◆ Stated problem ◆
Please rewrite the listing below with "brown wing" swapped for "dark wing" and nothing else altered. Leave the pictures out of your answer.
····················
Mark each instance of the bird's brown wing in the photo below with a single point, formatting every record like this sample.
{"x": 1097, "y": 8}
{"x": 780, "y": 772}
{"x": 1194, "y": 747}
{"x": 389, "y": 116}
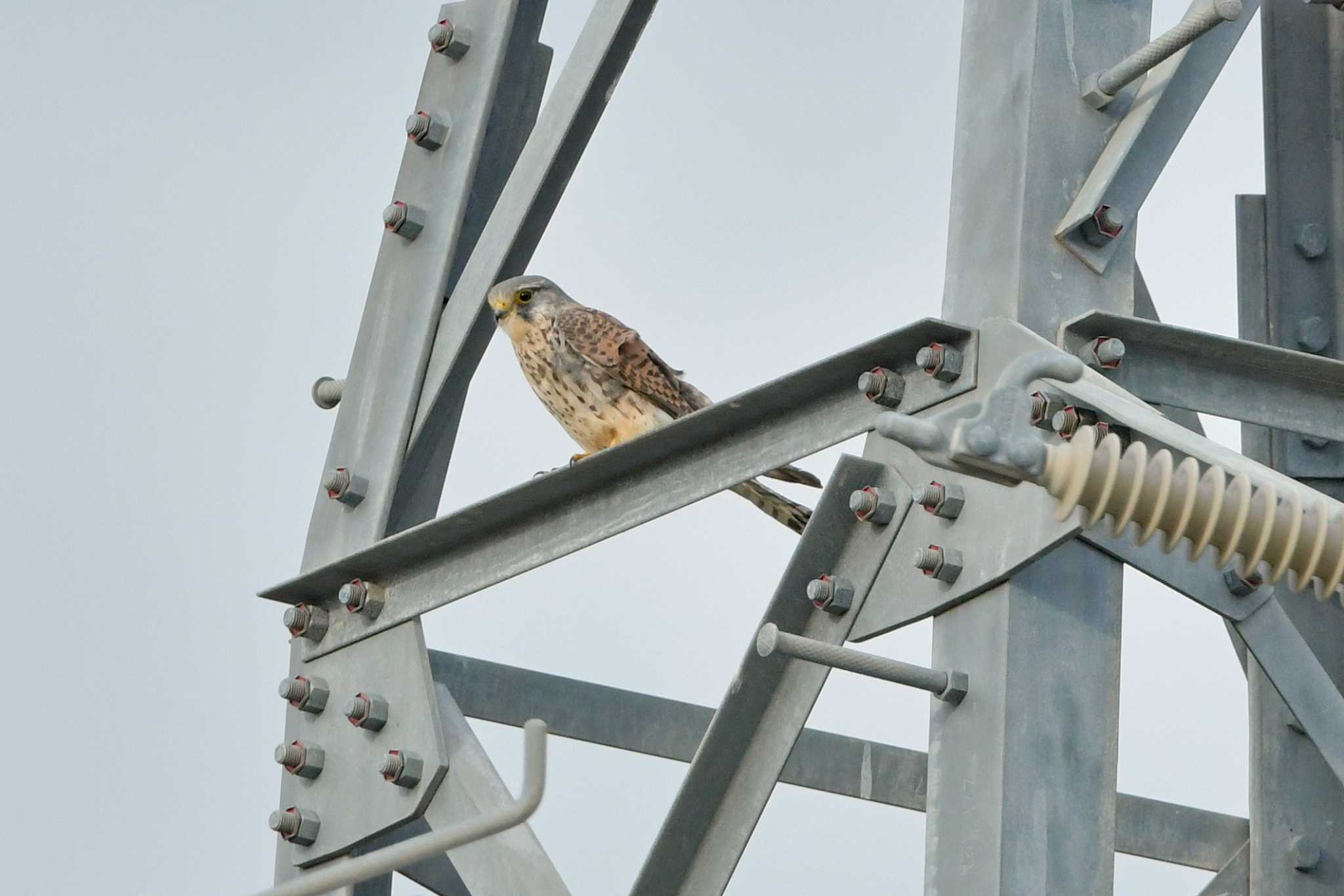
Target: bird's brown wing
{"x": 619, "y": 350}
····················
◆ Response ◆
Mark each instance of the bird's dark wing in the photo below with a single point, formatting every record like this sample.
{"x": 1097, "y": 8}
{"x": 780, "y": 772}
{"x": 1194, "y": 747}
{"x": 389, "y": 116}
Target: bird's dark wing
{"x": 619, "y": 350}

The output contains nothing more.